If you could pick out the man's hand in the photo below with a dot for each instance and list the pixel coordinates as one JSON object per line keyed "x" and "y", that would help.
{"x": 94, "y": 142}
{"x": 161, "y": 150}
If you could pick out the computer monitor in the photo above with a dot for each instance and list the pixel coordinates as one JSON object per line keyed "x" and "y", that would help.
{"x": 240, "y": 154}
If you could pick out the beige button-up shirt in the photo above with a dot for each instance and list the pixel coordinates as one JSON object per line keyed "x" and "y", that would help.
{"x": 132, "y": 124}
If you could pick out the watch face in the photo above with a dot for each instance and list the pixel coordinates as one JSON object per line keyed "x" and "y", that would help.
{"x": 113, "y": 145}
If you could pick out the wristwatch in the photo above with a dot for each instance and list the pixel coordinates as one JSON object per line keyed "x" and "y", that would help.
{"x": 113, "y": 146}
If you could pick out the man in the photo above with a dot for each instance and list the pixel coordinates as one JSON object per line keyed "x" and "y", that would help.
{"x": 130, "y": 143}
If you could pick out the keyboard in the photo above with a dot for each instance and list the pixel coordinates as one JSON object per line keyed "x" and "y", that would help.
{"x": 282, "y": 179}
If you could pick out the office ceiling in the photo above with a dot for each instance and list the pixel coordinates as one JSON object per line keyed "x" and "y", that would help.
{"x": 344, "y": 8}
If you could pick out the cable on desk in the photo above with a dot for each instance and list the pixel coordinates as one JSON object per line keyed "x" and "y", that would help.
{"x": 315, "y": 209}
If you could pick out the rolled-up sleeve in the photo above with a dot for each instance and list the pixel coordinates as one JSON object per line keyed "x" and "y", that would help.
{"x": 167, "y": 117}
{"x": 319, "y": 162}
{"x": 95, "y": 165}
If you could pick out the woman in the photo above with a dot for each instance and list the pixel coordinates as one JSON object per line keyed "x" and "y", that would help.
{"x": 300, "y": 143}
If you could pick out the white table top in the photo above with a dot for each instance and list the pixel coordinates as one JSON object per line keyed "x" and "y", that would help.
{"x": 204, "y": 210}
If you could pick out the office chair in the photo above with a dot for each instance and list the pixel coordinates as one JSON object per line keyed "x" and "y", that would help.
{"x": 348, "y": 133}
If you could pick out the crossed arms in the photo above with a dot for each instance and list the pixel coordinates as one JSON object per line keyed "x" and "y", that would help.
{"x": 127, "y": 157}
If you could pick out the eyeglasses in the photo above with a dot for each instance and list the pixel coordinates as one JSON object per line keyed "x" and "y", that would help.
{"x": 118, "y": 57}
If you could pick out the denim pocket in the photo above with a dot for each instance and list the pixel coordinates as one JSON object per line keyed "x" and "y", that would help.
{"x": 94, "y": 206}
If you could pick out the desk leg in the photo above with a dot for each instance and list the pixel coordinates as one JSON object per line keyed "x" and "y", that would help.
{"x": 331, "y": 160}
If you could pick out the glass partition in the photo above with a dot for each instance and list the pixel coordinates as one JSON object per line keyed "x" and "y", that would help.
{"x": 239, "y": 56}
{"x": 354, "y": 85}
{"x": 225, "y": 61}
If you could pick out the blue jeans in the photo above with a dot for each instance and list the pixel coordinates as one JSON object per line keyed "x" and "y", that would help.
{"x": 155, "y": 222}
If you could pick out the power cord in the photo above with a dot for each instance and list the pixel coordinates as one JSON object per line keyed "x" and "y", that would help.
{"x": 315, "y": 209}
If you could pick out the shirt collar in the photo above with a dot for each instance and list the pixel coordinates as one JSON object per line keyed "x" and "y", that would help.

# # #

*Your instructions:* Nothing in the data may be omitted; transcribe it exactly.

*Result of this exercise:*
If you could pick out the man's hand in the photo below with a dot for each instance and list the pixel coordinates as one JSON object per line keyed "x" and "y", that would help.
{"x": 94, "y": 142}
{"x": 161, "y": 150}
If you could pick out the computer monitor in the photo above with a dot for each instance and list the pixel coordinates as one JSON object per line keyed "x" and "y", that would help.
{"x": 240, "y": 154}
If you could pick out the beige button-up shirt in the photo above with a dot for each instance and list the pixel coordinates as one JSON object per line keyed "x" and "y", that would help.
{"x": 132, "y": 124}
If you could pick out the watch face in the photo above with a dot for each instance and list the pixel coordinates as one JSON object per line keyed "x" and "y", that would help.
{"x": 113, "y": 145}
If you could pick out the wristwatch in the photo above with a dot for each instance and list the pixel coordinates as one JSON object per line keyed "x" and "y", that would help.
{"x": 113, "y": 146}
If you could pick out the man in the photo above with a dot for each instance and list the pixel coordinates as one JSON object per line keyed "x" and "y", that would help.
{"x": 130, "y": 143}
If you could pick out the keyboard in the photo above with a dot for each instance and list the pixel coordinates as one JSON object per line keyed "x" and "y", that would help.
{"x": 282, "y": 179}
If you could pick out the office ceiling in the photo above with a dot for each instance and list the pixel coordinates as one JSON object per line keyed "x" and "y", that would help.
{"x": 344, "y": 8}
If you could pick out the cable on desk in the photo above with a dot for each instance and list the pixel coordinates as one JSON object per line keyed "x" and "y", that would help.
{"x": 315, "y": 209}
If you could pick out the rolled-up sleeve in the photo above with a dot for each instance and list the pixel coordinates as one JSON object per line keyed "x" and "y", that would help.
{"x": 167, "y": 117}
{"x": 319, "y": 162}
{"x": 95, "y": 165}
If you could pick out the woman in the photo above with a dot for each instance and list the pixel coordinates as one JSON object per line keyed "x" and "y", that would help.
{"x": 300, "y": 143}
If you could pick out the white table top in the photo above with a dot for each instance and list the pixel coordinates as one JSON object per line keyed "x" and "y", that would help.
{"x": 204, "y": 210}
If you could pick out the office chair in the photo above with a dot for each instance and list the pixel coordinates as one JSON object per line keyed "x" and "y", that would help.
{"x": 348, "y": 133}
If you could pick out the crossed arms in the photo above with a dot for each instance and list the pixel coordinates as one JSON object per line keyed "x" and "y", that would help.
{"x": 127, "y": 157}
If you could pick out the eyeglasses in the photo above with a dot for each instance and list the pixel coordinates as one JSON object per line keyed "x" and "y", that would help.
{"x": 118, "y": 57}
If you could pick out the denim pocket in the photo above with a dot for each instance and list the pixel coordinates as one JSON object per line keyed "x" and "y", that would help.
{"x": 94, "y": 206}
If you could pick out the desk leg in the photo above with a dot for each instance and list the pixel coordinates as one JSON object per line keyed "x" and "y", that would help.
{"x": 331, "y": 160}
If you could pick out the glass partition in the photo above with a dot for each instance and list the pixel coordinates as one JSON object per line keyed "x" and "y", that would help.
{"x": 239, "y": 56}
{"x": 354, "y": 85}
{"x": 225, "y": 61}
If you could pick out the blue jeans in the photo above with a dot for each instance and list the pixel coordinates as one JSON object per line keyed "x" and "y", that would help.
{"x": 155, "y": 222}
If you could pick out the power cord in the photo above with a dot for each instance and list the pixel coordinates as one JSON object per line keyed "x" and "y", that would help.
{"x": 315, "y": 209}
If you could pick out the shirt collar in the photo above with a dot for each instance and list the pixel coordinates as one JSON object per line keyed "x" and "y", that would help.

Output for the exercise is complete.